ТЕКСТ ДОКУМЕНТА:

--------------------------------------------------

То, что предполагает исступление, страсть, движение, совершается бесстрастно, монотонно («и опять ударил, и опять по голове»), почти без движения («Лычков-отец даже не покачнулся»), теряя, таким образом, все признаки жизни, даже неразумной. И чтобы не оставить никакого сомнения в смысловом назначении этого способа изображения человеческих действий, Чехов заключает свое описание такой фразой: «И это было похоже не на драку, а скорее на какую-то игру».

Применяя свой принцип «нереальности реального», Чехов делает обыденную жизнь настолько «ненастоящей», настолько невозможной, что вольно или невольно пронизывает свои описания ощущением непосредственной близости жизни иной, настоящей, раскрывающей людям ясно видимую связь всех явлений. «Жить и не знать, для чего журавли летят, для чего дети родятся, для чего звезды на небе... Или знать, для чего живешь, или же все пустяки, трын-трава» («Три сестры», 1900 — 11, 267). Жизнь могла бы наполниться смыслом (когда знаешь, «для чего живешь»), если бы не все эти «мелочи» и «пустяки», которые не могут же быть вечны, раз они не больше, чем «ошибки», «недоразумения» и «несообразности», но которые страшны своей неизменностью и прочностью.

У Короленко есть несколько строк, совсем по другому поводу написанных, но как будто дающих реальный образ этому чеховскому ощущению. «...Нужно только еще что-то, не очень многое и не трудное. Стоило бы вовремя сказать какое-то слово, сделать какое-то движение... И стало бы и светло, и ярко, и радостно, и правдиво, и значительно. Все было бы спокойствием и счастьем... Но это что-то не сказано, не сделано, не написано в свое время». «...Лишь какая-то тоненькая перегородка отделяет этот мир, заслуживающий только пренебрежения, от другого, яркого и сверкающего, и действительно прекрасного, и исполняющего свои обещания» («В Крыму», 1907)18*.

--------------------------------------------------

ФРАГМЕНТ ДАННЫХ:

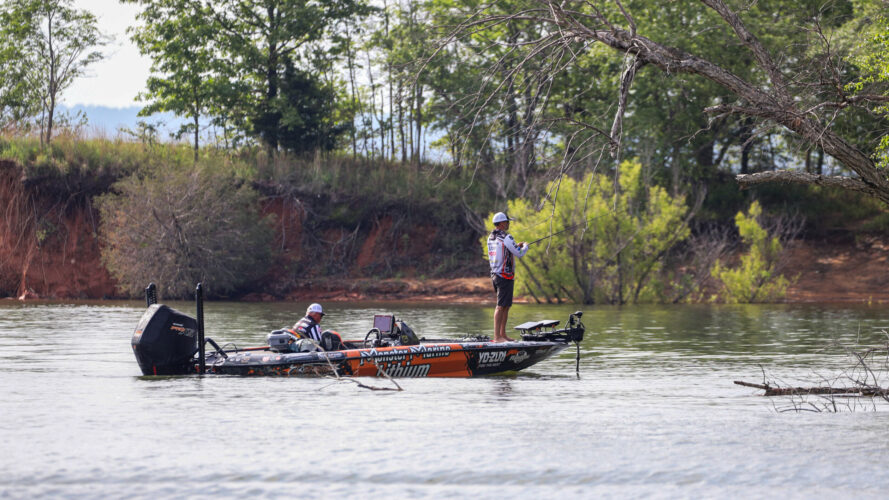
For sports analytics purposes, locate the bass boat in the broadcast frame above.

--------------------------------------------------

Подхватите текст о прозе Чехова и продолжите его сразу после последнего приведенного предложения. Данные здесь никак не используются.

МЕСТО ДЛЯ ОТВЕТА:
Именно об этой тоненькой, но страшно прочной перегородке нередко с отчаянием думают чеховские герои. «Как освободиться от этих невыносимых пут?

— Как? Как? — спрашивал он, хватая себя за голову. — Как? И казалось, что еще немного — и решение будет найдено, и тогда начнется новая, прекрасная жизнь; и обоим было ясно, что до конца еще далеко-далеко, и что самое сложное и трудное только еще начинается» («Дама с собачкой», 1899 — 9, 372, курсив мой. — Г.Б.).

«Музыка играет так весело, так радостно, и кажется еще немного и мы узнаем, зачем мы живем, зачем страдаем... Если бы знать, если бы знать!» («Три сестры» — 11, 303, курсив мой. — Г.Б.).

Это ощущение близости иной жизни не всегда выражено у Чехова прямыми словами, но оно всегда присутствует в его произведениях как скрытый фон, как отсвет авторской «нормы», как «подводное течение»15, по выражению Станиславского.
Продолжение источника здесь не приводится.